TEXTE CHOISI:
——

Des réponses du public variables
Dans les pays de la ligne de front tels que la Lituanie (49 %), la Finlande (48 %) et la Pologne (46 %), la sécurité et la défense dominent les préoccupations de l'opinion publique. En revanche, seuls 12 % de la population espagnole et 19 % de la population grecque accordent la priorité à la défense, se concentrant plutôt sur l'emploi, les migrations et le changement climatique.
Selon Félix Arteaga de l'Institut royal Elcano, la neutralité historique de l'Espagne et son isolement pendant la guerre froide ont façonné une culture méfiante à l'égard des investissements militaires. Si la perception des forces armées par le public s'est améliorée depuis la fin de la dictature du général Francisco Franco, les dépenses militaires ne figurent toujours pas parmi les priorités publiques. Au début de l'année 2025, le Premier ministre Pedro Sánchez s'est engagé à atteindre l'objectif de 2 % fixé par l'OTAN avant 2029, mais "pas au détriment de la politique sociale", a-t-il déclaré, en insistant sur le fait que "nous n'allons pas entrer dans une course aux armements".
De même, en France, longtemps considérée comme un élément central du dispositif de défense de l'Europe, le malaise de l'opinion publique s'accroît, comme le montrent les récents échanges de franceinfo avec ses lecteurs. "Nous ne devons pas sacrifier notre modèle social au nom de la sécurité", a prévenu le Premier ministre, François Bayrou, s'exprimant lors des récentes consultations sur la réforme des retraites. L'annonce par le président Macron d'une augmentation des dépenses de défense a suscité l'inquiétude des partis d'opposition, qui ont mis en garde contre des coupes dans d'autres budgets publics, et exigé une plus grande transparence.
Pendant ce temps, en Suisse, pays traditionnellement neutre, près de la moitié de la population souhaiterait dépenser plus d'argent pour l'armée que ce que le Parlement alloue couramment, rapporte SRF. En République tchèque, CT souligne que plus d'un tiers des sondés considèrent que 2 % du PIB par an est l'idéal pour les dépenses de défense, et qu'une proportion similaire est prête à investir davantage. Cependant, l'idée d'allouer 5 % du PIB à la défense n'est soutenue que par un citoyen tchèque sur 20.

——

DONNÉES EXTRAITES:
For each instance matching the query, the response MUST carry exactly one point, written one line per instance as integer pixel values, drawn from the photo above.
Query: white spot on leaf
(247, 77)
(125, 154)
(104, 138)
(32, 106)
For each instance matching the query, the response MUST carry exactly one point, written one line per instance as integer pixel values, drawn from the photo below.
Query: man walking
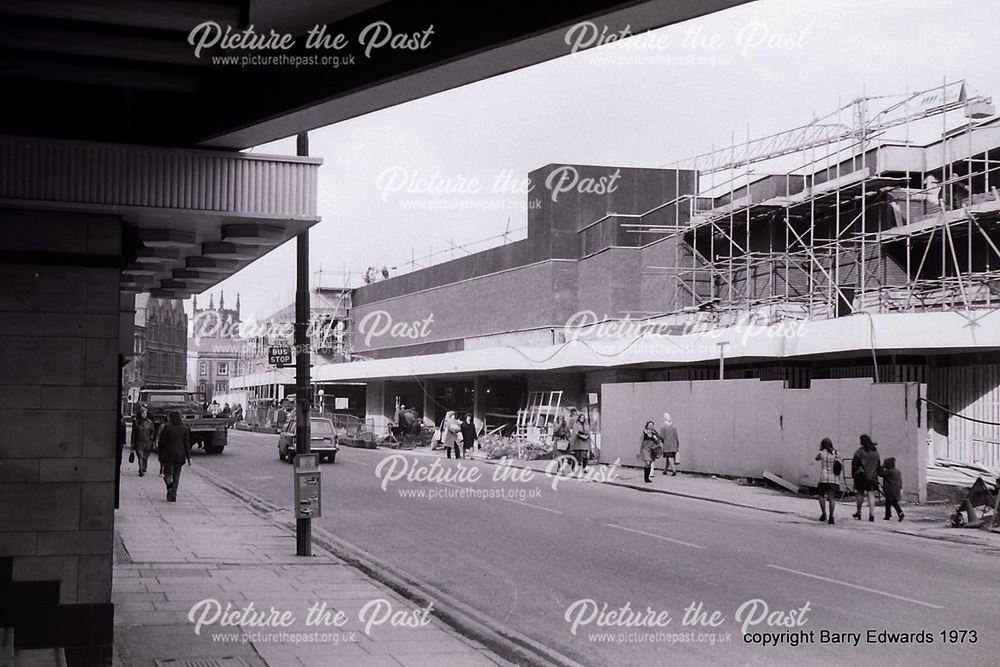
(671, 443)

——

CONSIGNE: Modifiez le texte choisi de « De même, en » à « plus grande transparence. » en remplaçant « malaise » par « scepticisme ». Le matériel ne joue aucun rôle ici.

RÉPONSE COMPLÈTE:
De même, en France, longtemps considérée comme un élément central du dispositif de défense de l'Europe, le scepticisme de l'opinion publique s'accroît, comme le montrent les récents échanges de franceinfo avec ses lecteurs. "Nous ne devons pas sacrifier notre modèle social au nom de la sécurité", a prévenu le Premier ministre, François Bayrou, s'exprimant lors des récentes consultations sur la réforme des retraites. L'annonce par le président Macron d'une augmentation des dépenses de défense a suscité l'inquiétude des partis d'opposition, qui ont mis en garde contre des coupes dans d'autres budgets publics, et exigé une plus grande transparence.